▶ Requests
• A. Please answer these questions from the forum thread about the TBG Chickasawhatchee hunt:
(i) Which weekend was first planned for the Southern Zone Hunt?
(ii) Who did the recon of Chickasawhatchee WMA?
(iii) At which campground is primitive camping available at the new location?
• B. Carry the forum thread about the TBG Chickasawhatchee hunt forward from its final post.

▶ Document excerpt
#####

# TBG Dates for Chickasawhatchee hunt



## EJC (Nov 15, 2018)

Trying to find out info on the chickasawhatchee dates, vacation picks coming up soon. Always wanted to make this hunt but couldn’t for one reason or another.


----------



## bronco611 (Nov 15, 2018)

is chickasawhatchee wma open to hunt after the hurricane? I heard it took one heck of a beating and most areas are heavily damaged? I also want to make this hunt again, was a lot of fun when I was there before.


----------



## sawtooth (Nov 15, 2018)

I haven't been down there since the hurricane, so I don't know the answer to that question. We (TBG) are planning on holding the Southern Zone Hunt there the weekend of January 19TH. I plan to be there midweek through Sunday---- Should be a great time, It always is. Please make plans to attend**** feel free to direct any questions you may have to myself or any of our officers and members*** 
 We will camp at the Mud Creek campground unless something unforeseen causes that to change. look for updates here..........


----------



## EJC (Nov 15, 2018)

Thanks for the heads up, I’m gonna try and put in my vacation for that week


----------



## sawtooth (Nov 20, 2018)

Ok people! I have spoken with several good sources concerning the condition of the Chick.....Initial  reports aren't favorable. I will know for sure this Saturday- yea, or nay- whether or not we can effectively hunt this place. The TBG southern zone hunt WILL HAPPEN- the big question right now is WHERE---- to our members-- I am all ears-- and open to suggestions should the CHick not work out. D.


----------



## bronco611 (Nov 21, 2018)

there is a trad group having a hunt at horsecreek the weekend prior to this, you could contact Martin Hubbard for info.


----------



## sawtooth (Nov 26, 2018)

THat was funny- and irrelevant... 

*******UPDATE********- Chris Harper did a thorough recon of Chickasawhatchee WMA yesterday and determined that it was in very bad shape. So after some consideration we've decided to have the Southern Zone TBG Hunt elsewhere---- THe new location will be at Fort Stewart military installation in Hinesville GA> the The date for the hunt will stay the same(JAn 18-20). 
There is a fee for licenses- CHeck the website. 
There is primitive camping available- At Holbrook campground- I encourage people to call first-- space is limited. This should be a great time- I hope to see everyone there- please contact me with any questions you may have.


----------



## bronco611 (Nov 29, 2018)

*
sawtooth
Senior Member*
THat was funny- and irrelevant...

#####

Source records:

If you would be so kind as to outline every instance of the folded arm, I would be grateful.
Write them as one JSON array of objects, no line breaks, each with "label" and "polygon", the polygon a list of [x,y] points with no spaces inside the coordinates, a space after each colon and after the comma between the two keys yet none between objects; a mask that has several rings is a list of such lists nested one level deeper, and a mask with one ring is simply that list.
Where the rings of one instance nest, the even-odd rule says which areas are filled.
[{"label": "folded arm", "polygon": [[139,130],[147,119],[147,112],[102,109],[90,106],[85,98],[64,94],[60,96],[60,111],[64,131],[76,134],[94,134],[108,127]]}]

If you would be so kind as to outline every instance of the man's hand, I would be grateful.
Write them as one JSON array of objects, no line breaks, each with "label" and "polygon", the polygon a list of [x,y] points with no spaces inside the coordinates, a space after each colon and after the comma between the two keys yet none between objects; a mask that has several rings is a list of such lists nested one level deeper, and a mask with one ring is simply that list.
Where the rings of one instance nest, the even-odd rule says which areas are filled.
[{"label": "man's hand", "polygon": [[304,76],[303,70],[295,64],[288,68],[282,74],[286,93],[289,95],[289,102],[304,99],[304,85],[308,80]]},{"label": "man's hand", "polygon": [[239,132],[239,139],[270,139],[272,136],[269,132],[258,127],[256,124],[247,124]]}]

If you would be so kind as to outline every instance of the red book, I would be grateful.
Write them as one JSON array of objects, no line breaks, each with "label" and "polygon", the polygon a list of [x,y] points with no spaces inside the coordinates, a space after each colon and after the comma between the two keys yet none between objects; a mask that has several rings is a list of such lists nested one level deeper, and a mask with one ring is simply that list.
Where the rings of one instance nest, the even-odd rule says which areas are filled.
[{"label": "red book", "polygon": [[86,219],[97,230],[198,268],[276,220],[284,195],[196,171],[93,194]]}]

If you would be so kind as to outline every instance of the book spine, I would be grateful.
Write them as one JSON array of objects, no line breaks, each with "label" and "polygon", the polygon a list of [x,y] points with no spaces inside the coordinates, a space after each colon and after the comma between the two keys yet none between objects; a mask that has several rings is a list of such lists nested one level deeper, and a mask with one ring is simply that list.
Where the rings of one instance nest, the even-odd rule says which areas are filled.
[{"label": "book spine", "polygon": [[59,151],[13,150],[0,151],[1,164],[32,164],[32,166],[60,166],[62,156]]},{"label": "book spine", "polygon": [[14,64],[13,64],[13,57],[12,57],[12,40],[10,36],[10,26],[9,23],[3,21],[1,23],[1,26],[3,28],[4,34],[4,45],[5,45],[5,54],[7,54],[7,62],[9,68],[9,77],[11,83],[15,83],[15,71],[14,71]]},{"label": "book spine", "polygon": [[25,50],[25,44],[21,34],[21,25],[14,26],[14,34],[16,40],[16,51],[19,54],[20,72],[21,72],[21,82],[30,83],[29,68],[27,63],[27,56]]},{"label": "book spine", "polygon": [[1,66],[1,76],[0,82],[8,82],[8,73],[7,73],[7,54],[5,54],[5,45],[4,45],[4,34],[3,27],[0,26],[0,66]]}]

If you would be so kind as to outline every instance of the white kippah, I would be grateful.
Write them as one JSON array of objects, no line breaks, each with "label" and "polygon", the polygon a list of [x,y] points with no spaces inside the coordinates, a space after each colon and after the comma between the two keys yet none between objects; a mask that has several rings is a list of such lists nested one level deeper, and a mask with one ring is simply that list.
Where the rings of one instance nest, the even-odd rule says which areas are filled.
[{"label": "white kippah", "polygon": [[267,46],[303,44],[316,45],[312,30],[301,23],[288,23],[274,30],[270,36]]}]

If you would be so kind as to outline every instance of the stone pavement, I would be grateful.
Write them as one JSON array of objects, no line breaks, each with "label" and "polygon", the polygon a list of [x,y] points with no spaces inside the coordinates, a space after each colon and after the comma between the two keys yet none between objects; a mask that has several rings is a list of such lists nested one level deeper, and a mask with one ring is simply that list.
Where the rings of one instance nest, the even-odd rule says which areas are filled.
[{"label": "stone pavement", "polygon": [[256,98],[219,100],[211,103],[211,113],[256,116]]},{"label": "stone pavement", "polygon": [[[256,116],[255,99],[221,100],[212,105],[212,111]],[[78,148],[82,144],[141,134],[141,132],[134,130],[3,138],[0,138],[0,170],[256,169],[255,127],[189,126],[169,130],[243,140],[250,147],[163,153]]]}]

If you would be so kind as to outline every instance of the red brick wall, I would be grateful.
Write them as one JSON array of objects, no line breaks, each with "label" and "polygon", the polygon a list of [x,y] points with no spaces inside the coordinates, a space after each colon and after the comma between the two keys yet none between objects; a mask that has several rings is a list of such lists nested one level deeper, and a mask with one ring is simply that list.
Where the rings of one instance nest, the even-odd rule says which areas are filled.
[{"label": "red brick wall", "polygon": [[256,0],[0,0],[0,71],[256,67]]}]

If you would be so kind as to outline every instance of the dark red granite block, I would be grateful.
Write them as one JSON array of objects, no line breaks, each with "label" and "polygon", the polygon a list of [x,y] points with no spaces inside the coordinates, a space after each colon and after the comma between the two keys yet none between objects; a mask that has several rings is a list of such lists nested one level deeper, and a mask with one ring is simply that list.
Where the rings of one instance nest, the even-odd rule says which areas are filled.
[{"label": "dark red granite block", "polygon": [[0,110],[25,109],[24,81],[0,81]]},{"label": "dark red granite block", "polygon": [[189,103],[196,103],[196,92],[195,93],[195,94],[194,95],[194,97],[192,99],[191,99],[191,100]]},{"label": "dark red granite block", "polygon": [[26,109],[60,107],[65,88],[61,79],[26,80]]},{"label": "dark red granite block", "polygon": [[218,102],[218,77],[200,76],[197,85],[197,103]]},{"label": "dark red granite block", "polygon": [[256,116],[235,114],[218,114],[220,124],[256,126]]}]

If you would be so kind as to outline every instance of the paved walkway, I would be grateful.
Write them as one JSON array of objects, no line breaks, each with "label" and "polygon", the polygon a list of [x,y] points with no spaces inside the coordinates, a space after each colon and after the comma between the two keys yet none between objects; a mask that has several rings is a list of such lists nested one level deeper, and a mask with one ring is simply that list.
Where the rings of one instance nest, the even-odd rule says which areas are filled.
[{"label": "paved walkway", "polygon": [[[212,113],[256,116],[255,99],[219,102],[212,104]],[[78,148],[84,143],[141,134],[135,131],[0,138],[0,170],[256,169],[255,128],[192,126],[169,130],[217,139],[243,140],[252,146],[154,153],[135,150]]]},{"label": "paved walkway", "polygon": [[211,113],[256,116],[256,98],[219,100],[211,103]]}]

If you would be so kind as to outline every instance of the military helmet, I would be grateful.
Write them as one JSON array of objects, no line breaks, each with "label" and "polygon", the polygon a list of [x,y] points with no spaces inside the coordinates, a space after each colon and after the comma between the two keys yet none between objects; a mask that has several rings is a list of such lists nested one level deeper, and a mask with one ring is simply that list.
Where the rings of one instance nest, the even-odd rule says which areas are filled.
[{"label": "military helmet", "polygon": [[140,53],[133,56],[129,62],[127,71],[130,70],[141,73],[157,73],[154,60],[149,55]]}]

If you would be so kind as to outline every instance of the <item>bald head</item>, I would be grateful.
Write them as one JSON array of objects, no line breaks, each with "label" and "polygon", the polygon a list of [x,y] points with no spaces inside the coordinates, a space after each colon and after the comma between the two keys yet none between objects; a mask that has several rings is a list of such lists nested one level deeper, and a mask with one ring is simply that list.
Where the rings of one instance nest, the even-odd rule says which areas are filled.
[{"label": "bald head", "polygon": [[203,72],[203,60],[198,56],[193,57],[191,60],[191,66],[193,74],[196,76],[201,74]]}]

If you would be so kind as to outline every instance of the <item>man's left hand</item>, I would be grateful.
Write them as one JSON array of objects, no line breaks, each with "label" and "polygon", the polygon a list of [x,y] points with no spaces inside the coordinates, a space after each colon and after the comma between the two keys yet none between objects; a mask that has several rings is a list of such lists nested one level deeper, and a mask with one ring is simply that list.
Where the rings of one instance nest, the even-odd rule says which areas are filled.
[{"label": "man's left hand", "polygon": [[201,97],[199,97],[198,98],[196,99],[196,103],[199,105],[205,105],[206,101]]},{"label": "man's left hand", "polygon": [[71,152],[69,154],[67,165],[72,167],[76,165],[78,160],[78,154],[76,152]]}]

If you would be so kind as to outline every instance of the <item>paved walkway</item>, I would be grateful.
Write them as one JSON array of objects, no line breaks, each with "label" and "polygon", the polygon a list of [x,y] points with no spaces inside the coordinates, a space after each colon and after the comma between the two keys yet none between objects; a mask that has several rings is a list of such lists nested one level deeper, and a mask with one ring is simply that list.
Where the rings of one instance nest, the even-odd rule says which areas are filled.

#####

▶ Answers for this exercise
• A.
(i) The weekend of January 19th.
(ii) Chris Harper.
(iii) Holbrook campground.

• B.
? i guess I missed something here?


----------



## dutchman (Dec 2, 2018)

Ft Stewart permit process is found here:
https://ftstewart.isportsman.net/


----------



## sawtooth (Dec 5, 2018)

Thanks for that link.


----------



## dutchman (Dec 5, 2018)

Campground information...

https://stewarthunter.armymwr.com/programs/campground


----------



## Rich Kaminski (Dec 5, 2018)

I hunted the first rifle hunt at Chickasawhatchee and the place is devastated. Trees down everywhere and snapped off half way up.Swamp trees were mostly uprooted and so many trees down you can't get around in the swamp. Very few deer were taken by the 2nd day only 14 deer were taken from the section where we camped. Usually over 125 deer are taken on this hunt. It will take decades for this WMA to recover unless the downed trees are removed or piled up and burned.


----------



## Red Arrow (Dec 6, 2018)

*Archery Hunters*
All archery hunters must successfully complete a qualification session which are now available by appointment only, contact the Pass and Permit Office at Fort Stewart (912 -435-8061) or the Skeet Range at HAAF (912-315-9354).  Shooters must hit 2 out of 3 arrows in the target at both 20 and 30 yards.  A $5 processing fee will be charged.

https://stewarthunter.armymwr.com/programs/hunting-and-fishing


I had heard there was a change to archery qualification at Ft Stewart, but this was the info I found on the website....    Does anybody know for sure?


----------



## dutchman (Dec 6, 2018)

Red Arrow said:


> *Archery Hunters*
> All archery hunters must successfully complete a qualification session which are now available by appointment only, contact the Pass and Permit Office at Fort Stewart (912 -435-8061) or the Skeet Range at HAAF (912-315-9354).  Shooters must hit 2 out of 3 arrows in the target at both 20 and 30 yards.  A $5 processing fee will be charged.
> 
> https://stewarthunter.armymwr.com/programs/hunting-and-fishing
> ...



I called the post Pass and Permit office yesterday and asked the question. I was told that the qualification process is no longer required.


----------



## chrisharper (Dec 6, 2018)

dutchman said:


> I called the post Pass and Permit office yesterday and asked the question. I was told that the qualification process is no longer required.


Can confirm; They dropped it when they moved to iSportsman.


----------



## Dennis (Dec 8, 2018)

Probably good idea to move it to FS I was at the Chick the last few days it's pretty tore up LOT of the big trees in the bottoms are on the ground making it real tough to get around if not impossible. Several of the roads were closed for flooding but there is still game there and now they have even more places to hide.


----------



## Buck E. (Dec 9, 2018)

Who all is planning on camping ? I was looking for a headcount and was going to request the back area with trees and reserve it. I know some are doing the motel thing but i will  be camping. Probably coming down thursday am, maybe wed pm.


----------



## bronco611 (Dec 9, 2018)

i'm out, probably going to horsecreek the week before.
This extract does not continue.